▸ What needs to be done
Skip every image and restate the data word for word.

▸ Provided material
** Start **
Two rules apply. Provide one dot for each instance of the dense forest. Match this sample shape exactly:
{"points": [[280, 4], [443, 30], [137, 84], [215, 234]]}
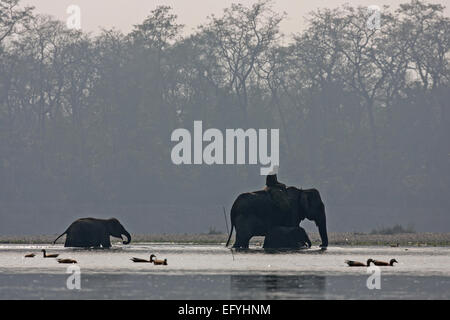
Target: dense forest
{"points": [[363, 113]]}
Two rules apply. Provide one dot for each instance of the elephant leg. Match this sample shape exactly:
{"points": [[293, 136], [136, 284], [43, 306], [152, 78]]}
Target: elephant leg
{"points": [[106, 242], [246, 228], [242, 240]]}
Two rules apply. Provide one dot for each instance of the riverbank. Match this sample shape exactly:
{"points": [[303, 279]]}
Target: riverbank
{"points": [[339, 239]]}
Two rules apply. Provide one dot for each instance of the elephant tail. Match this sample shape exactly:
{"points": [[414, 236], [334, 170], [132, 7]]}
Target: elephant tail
{"points": [[229, 237], [59, 237]]}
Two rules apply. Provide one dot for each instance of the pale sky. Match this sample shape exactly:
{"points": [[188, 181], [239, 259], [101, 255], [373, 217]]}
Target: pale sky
{"points": [[123, 14]]}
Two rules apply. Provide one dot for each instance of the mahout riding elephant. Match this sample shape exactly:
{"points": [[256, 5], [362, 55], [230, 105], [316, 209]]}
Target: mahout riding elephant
{"points": [[255, 213], [286, 238], [92, 232]]}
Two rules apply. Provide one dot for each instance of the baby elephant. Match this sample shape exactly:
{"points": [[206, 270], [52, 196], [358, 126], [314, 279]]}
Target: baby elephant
{"points": [[286, 238], [92, 232]]}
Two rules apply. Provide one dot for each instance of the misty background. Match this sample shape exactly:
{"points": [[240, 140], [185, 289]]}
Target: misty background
{"points": [[86, 119]]}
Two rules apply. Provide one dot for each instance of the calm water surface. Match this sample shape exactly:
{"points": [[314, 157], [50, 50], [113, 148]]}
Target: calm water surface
{"points": [[212, 272]]}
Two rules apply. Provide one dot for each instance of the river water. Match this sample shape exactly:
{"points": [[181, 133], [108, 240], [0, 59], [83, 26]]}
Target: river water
{"points": [[214, 272]]}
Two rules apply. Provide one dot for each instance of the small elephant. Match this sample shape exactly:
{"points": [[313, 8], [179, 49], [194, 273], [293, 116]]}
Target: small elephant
{"points": [[286, 238], [92, 232]]}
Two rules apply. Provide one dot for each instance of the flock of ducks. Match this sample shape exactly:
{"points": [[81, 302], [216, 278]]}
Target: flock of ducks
{"points": [[155, 261], [45, 255], [352, 263], [152, 259]]}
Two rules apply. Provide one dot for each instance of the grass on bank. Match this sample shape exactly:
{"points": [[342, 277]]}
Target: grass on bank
{"points": [[335, 239]]}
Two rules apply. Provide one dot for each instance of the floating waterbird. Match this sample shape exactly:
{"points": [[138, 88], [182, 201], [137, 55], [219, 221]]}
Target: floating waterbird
{"points": [[143, 260], [160, 262], [67, 261], [49, 255], [385, 264], [395, 245], [357, 263]]}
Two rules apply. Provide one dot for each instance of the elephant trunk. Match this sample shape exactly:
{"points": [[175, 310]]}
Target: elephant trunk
{"points": [[127, 234]]}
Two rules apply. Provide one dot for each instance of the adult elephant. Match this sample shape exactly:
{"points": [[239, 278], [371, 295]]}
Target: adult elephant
{"points": [[92, 232], [255, 213], [286, 238]]}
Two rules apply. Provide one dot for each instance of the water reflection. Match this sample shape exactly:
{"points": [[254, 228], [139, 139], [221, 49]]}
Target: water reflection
{"points": [[277, 287]]}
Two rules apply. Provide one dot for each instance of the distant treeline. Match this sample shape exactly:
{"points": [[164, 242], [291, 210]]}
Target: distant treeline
{"points": [[364, 114]]}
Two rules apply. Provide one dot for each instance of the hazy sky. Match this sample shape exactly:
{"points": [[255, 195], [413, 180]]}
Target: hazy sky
{"points": [[123, 14]]}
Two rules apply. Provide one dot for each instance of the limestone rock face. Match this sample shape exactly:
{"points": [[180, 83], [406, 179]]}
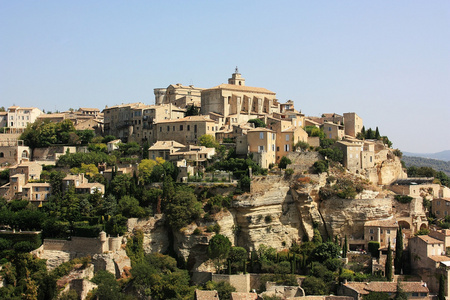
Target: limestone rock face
{"points": [[267, 216], [156, 234], [347, 216]]}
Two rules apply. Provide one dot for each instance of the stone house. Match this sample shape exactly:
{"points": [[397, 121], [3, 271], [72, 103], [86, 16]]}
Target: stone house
{"points": [[440, 207], [262, 143], [358, 154], [32, 170], [353, 124], [381, 231], [81, 184], [333, 130], [164, 149], [36, 192], [194, 155], [20, 117], [118, 120], [427, 257], [3, 119], [238, 100], [206, 295], [357, 290], [178, 95], [419, 188], [113, 145], [156, 113], [12, 150], [186, 131], [333, 118]]}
** End **
▸ Final result
Two rules apply. Provide one dot for each instance of the dense forest. Match this sample shape exactly:
{"points": [[280, 4], [443, 30], [137, 84], [215, 234]]}
Target: dense forest
{"points": [[363, 113]]}
Two rules apply. Provide one dot for each instance of the elephant leg. Match this sample shape exactly:
{"points": [[293, 136], [136, 284], [43, 306], [152, 78]]}
Target: elephant leg
{"points": [[106, 242], [246, 228], [242, 240]]}
Two rules apply. Provide one dot for each instance of the riverbank. Match this sample shape exactly:
{"points": [[303, 279]]}
Target: riverbank
{"points": [[339, 239]]}
Two rules apply. Provide one dot for each instance of the elephant tail. Match this sample shape exactly:
{"points": [[414, 236], [334, 170], [132, 7]]}
Target: elephant tail
{"points": [[229, 237], [59, 237]]}
Two rules apply. Provide one dot for each instance of the pale sky. Match this sample shape exactly:
{"points": [[188, 181], [239, 259], [101, 255], [373, 217]]}
Target: pale sky
{"points": [[123, 14]]}
Two rules apply. Provide one dot for each instance of the mahout riding elephant. Match this sample shape exactly:
{"points": [[256, 5], [362, 55], [230, 105], [316, 209]]}
Target: mahout riding elephant
{"points": [[255, 213], [286, 238], [92, 232]]}
Two rules apply. Provide one dot for each instance of the baby elephant. Match this sample shape exactly:
{"points": [[206, 270], [52, 196], [358, 126], [314, 279]]}
Target: baby elephant
{"points": [[286, 238], [92, 232]]}
Two rules apply. Provide one dot for each instance of the misty background. Match this sample shape exactly:
{"points": [[240, 140], [185, 289]]}
Target: misty background
{"points": [[86, 119]]}
Two rules apply. Provide one dot for each instance of the calm water surface. Match this sample shape exactly:
{"points": [[314, 157], [50, 50], [113, 148]]}
Target: calm water surface
{"points": [[212, 272]]}
Two rules apply. Provide one dot for each instance of the river water. Match this sample shape exactly:
{"points": [[181, 133], [108, 240], [0, 59], [83, 26]]}
Target: river water
{"points": [[214, 272]]}
Two rules apply. Provide one dot for each instance of the small elephant. Match this sample shape exactly:
{"points": [[313, 8], [179, 49], [194, 273], [293, 116]]}
Target: small elephant
{"points": [[286, 238], [92, 232]]}
Two rules apply. Provide one dot for each instance of the flock of ducks. Match this sample shape exactly:
{"points": [[81, 302], [216, 278]]}
Target: flock of ducks
{"points": [[155, 261], [45, 255], [352, 263], [152, 259]]}
Two rules apply. Provide one dot for each instance of the grass on bank. Match this sample shape exactly:
{"points": [[342, 277]]}
Target: grass on bank
{"points": [[335, 239]]}
Two rules apply. Provide one dot for each instance of the floating waterbird. Match this sample shape exactly:
{"points": [[138, 88], [182, 201], [137, 55], [219, 221]]}
Target: floating waterbird
{"points": [[143, 260], [160, 262], [67, 261], [49, 255], [385, 264], [395, 245], [357, 263]]}
Two rules apply. Provide one dot for each instance of the elephant trunk. Match this sample shape exactly:
{"points": [[175, 310]]}
Target: elephant trunk
{"points": [[127, 234]]}
Two rules apply. Provide one dot for each instance of the adult elephant. Match this sample shape exactly:
{"points": [[239, 278], [371, 295]]}
Target: adult elephant
{"points": [[92, 232], [255, 213], [286, 238]]}
Two rules apply. Provide one dot for each instance of the water reflection. Match this sample shape exactly:
{"points": [[254, 228], [139, 139], [221, 49]]}
Target: water reflection
{"points": [[277, 287]]}
Two rules apply. Provide one dot for each instance of the distant treeline. Match this sample shape exactly:
{"points": [[164, 242], [291, 210]]}
Target: distant treeline
{"points": [[364, 114]]}
Two rules apply. Provide one dot for each instance of the hazy sky. Match this sample shape exactly:
{"points": [[255, 195], [413, 180]]}
Target: hazy sky
{"points": [[123, 14]]}
Two rules apply. Provide one dot for each instance of the limestone rock face. Match this sample shape exactly:
{"points": [[180, 83], [406, 179]]}
Target: limestone rock face
{"points": [[267, 216], [156, 234], [347, 216]]}
Two rules apply. Provide one dot for each instance of the stone house. Match this sample shape exactly:
{"points": [[397, 121], [3, 271], [72, 103], [86, 16]]}
Target: stone house
{"points": [[440, 207], [262, 143], [358, 154], [32, 170], [353, 124], [381, 231], [81, 184], [333, 130], [164, 149], [36, 192], [194, 155], [20, 117], [118, 120], [427, 257], [3, 119], [238, 100], [206, 295], [357, 290], [178, 95], [419, 188], [113, 145], [156, 113], [12, 150], [186, 131], [333, 118]]}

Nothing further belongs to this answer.